What you will do: Each line from the one containing "Pin the tile" through the end of the entries below should be transcribed exactly, and no other line.

━━━━━━━━━━━━━━━━

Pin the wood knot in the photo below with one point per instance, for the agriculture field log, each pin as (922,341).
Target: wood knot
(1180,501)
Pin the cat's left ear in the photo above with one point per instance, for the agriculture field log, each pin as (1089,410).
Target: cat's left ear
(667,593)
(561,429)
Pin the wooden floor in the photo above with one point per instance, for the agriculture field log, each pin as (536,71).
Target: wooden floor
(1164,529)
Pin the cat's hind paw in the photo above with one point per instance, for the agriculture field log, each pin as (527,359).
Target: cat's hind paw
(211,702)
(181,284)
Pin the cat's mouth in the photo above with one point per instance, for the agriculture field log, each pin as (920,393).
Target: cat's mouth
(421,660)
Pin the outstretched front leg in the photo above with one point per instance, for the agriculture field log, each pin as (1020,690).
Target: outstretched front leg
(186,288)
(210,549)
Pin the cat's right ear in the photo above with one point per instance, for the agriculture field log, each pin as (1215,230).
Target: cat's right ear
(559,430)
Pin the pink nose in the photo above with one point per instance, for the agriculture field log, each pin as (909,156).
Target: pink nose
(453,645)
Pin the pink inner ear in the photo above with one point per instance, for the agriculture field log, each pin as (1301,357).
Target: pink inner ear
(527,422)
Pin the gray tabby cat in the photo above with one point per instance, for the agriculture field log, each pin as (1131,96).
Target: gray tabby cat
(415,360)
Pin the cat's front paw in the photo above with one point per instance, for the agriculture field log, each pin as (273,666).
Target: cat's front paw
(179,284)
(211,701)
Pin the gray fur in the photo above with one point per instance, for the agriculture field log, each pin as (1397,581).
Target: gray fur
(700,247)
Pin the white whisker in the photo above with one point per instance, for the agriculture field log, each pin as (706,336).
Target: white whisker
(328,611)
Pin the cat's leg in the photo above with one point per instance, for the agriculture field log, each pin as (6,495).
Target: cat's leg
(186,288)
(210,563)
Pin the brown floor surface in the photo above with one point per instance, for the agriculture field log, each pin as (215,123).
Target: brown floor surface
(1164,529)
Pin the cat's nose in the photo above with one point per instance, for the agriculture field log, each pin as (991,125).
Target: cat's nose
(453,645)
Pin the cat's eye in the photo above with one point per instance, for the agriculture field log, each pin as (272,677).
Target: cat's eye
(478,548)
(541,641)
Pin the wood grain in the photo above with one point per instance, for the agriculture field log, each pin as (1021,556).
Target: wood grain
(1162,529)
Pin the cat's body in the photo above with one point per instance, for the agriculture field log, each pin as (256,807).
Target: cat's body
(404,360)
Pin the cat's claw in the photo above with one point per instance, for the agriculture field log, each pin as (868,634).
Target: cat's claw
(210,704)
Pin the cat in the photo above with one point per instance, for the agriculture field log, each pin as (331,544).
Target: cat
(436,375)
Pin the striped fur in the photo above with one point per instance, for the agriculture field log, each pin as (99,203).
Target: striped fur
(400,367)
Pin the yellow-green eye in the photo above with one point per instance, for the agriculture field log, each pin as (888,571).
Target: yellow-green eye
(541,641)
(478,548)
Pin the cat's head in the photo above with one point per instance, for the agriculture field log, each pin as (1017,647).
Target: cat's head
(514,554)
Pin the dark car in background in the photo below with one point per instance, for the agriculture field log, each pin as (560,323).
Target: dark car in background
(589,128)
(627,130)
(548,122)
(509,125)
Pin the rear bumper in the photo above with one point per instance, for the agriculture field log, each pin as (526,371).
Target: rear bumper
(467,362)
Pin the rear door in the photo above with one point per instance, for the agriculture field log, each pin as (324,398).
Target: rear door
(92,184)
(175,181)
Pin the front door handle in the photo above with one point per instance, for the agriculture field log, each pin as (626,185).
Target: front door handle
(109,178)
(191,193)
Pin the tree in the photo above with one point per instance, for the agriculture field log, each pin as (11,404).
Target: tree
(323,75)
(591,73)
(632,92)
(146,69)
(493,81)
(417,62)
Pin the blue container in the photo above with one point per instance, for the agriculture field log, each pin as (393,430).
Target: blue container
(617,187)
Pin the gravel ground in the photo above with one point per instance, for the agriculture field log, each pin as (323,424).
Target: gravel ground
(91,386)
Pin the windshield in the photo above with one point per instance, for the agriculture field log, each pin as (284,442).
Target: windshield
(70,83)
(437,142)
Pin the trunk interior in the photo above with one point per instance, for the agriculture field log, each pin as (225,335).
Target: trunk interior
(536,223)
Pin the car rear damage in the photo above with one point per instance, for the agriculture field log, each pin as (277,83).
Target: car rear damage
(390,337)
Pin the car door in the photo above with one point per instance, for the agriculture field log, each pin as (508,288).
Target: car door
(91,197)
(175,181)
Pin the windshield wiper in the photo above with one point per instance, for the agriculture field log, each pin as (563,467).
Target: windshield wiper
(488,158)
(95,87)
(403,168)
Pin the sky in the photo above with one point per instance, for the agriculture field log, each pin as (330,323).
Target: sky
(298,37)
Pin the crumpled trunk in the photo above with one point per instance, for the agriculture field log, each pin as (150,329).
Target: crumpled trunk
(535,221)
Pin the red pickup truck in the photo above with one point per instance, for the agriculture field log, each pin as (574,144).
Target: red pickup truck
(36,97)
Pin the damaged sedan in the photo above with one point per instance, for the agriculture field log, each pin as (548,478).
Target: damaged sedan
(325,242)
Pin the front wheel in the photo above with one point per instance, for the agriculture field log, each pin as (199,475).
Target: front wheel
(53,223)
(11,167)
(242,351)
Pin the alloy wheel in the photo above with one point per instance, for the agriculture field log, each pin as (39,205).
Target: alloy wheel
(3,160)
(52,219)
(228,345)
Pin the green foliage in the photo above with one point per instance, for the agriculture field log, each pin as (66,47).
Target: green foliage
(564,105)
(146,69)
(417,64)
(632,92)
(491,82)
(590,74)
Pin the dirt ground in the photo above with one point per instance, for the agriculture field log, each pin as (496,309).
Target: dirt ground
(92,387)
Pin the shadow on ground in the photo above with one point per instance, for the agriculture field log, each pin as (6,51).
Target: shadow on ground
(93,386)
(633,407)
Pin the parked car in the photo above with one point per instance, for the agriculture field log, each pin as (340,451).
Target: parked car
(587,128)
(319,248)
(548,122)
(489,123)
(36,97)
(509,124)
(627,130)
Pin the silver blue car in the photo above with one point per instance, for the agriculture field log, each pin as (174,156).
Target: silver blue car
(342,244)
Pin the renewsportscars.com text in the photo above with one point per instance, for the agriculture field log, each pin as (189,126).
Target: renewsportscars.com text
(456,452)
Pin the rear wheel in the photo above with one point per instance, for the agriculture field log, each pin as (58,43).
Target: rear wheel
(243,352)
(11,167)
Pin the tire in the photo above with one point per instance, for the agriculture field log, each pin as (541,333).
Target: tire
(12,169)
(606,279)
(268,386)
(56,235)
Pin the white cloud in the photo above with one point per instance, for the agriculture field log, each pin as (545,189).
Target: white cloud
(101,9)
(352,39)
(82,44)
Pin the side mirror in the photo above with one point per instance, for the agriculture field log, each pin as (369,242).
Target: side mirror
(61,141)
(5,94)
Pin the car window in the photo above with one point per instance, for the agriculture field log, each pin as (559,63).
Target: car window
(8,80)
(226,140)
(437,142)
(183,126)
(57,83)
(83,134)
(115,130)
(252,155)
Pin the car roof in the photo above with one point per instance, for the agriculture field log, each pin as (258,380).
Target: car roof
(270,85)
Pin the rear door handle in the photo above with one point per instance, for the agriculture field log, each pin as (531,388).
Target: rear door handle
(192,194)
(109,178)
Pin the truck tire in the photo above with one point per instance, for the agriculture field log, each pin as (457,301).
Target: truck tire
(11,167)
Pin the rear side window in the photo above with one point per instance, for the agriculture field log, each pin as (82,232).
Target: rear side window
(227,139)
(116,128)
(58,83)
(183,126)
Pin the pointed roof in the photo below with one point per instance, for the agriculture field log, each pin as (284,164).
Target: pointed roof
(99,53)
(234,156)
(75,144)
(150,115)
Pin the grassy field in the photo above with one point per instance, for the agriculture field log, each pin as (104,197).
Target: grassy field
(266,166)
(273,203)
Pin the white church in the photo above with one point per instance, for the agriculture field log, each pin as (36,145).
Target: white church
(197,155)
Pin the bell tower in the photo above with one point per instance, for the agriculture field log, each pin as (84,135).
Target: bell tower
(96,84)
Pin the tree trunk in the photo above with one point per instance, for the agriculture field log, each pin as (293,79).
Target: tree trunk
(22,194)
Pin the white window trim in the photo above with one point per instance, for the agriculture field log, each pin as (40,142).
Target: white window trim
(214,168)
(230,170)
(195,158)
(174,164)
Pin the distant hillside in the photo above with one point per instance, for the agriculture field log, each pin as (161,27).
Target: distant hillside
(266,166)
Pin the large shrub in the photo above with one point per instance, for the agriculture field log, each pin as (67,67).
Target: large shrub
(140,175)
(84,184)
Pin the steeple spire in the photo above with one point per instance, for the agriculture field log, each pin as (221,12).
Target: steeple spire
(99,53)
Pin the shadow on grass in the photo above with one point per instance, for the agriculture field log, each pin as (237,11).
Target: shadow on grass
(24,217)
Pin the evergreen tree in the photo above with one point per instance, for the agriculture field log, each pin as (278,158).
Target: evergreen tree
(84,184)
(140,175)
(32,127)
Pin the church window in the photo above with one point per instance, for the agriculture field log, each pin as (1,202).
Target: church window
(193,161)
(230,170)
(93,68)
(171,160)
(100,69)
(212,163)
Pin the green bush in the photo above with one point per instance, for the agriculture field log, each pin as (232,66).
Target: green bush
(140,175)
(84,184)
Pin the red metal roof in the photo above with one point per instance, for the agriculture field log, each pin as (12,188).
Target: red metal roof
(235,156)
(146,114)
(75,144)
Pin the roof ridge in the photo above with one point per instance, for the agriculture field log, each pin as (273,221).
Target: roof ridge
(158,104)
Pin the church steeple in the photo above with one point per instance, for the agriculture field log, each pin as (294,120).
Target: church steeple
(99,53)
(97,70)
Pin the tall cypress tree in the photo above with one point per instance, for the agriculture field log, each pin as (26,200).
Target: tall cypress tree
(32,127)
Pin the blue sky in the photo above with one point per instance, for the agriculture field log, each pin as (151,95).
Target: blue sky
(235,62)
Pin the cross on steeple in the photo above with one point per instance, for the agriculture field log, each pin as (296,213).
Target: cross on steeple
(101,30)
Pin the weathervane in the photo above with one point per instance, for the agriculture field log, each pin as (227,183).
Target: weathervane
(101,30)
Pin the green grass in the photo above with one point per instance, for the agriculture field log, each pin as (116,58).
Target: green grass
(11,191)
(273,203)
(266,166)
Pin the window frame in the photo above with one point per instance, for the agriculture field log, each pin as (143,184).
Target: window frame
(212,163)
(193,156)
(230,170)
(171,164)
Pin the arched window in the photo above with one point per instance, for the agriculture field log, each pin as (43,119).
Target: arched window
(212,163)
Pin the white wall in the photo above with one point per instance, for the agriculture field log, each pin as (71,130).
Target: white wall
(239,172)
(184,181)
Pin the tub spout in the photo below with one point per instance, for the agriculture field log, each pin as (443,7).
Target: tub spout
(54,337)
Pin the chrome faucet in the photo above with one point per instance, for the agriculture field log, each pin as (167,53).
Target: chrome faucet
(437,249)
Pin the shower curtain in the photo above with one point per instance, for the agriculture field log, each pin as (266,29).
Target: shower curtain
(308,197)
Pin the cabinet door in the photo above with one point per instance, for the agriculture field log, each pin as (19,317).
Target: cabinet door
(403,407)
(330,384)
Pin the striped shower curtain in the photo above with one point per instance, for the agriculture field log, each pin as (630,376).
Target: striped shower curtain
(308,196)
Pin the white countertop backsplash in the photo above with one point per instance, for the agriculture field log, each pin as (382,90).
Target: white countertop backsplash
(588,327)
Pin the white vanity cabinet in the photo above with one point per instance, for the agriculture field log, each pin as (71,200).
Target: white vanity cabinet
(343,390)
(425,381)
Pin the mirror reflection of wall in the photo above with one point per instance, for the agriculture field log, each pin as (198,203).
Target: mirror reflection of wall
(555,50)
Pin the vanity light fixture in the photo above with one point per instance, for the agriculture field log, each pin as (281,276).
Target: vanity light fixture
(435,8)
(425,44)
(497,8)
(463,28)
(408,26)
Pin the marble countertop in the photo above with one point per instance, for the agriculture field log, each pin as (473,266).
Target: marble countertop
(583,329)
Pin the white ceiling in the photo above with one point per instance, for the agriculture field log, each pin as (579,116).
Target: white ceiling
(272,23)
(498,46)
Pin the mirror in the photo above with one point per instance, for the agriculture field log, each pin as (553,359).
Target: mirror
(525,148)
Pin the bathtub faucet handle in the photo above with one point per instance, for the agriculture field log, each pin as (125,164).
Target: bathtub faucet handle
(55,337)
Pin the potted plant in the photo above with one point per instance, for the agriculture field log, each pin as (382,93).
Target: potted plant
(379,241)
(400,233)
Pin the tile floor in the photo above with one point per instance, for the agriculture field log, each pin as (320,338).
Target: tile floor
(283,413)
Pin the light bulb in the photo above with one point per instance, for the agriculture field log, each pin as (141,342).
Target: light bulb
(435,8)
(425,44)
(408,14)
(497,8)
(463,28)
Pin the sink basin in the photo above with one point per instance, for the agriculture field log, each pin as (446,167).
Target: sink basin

━━━━━━━━━━━━━━━━

Exercise answer:
Pin the tile floor in the photo above with one point per instance, for the agriculture field log, each pin as (320,338).
Target: tile floor
(283,413)
Pin the light bulb in the photo above with one point per instance, for the agriculture field log, each pin as (141,342).
Target: light bulb
(435,8)
(425,44)
(408,14)
(497,8)
(463,28)
Pin the sink basin in the photo above with one point per instance, for the agriculture field log, each pin as (446,167).
Target: sink basin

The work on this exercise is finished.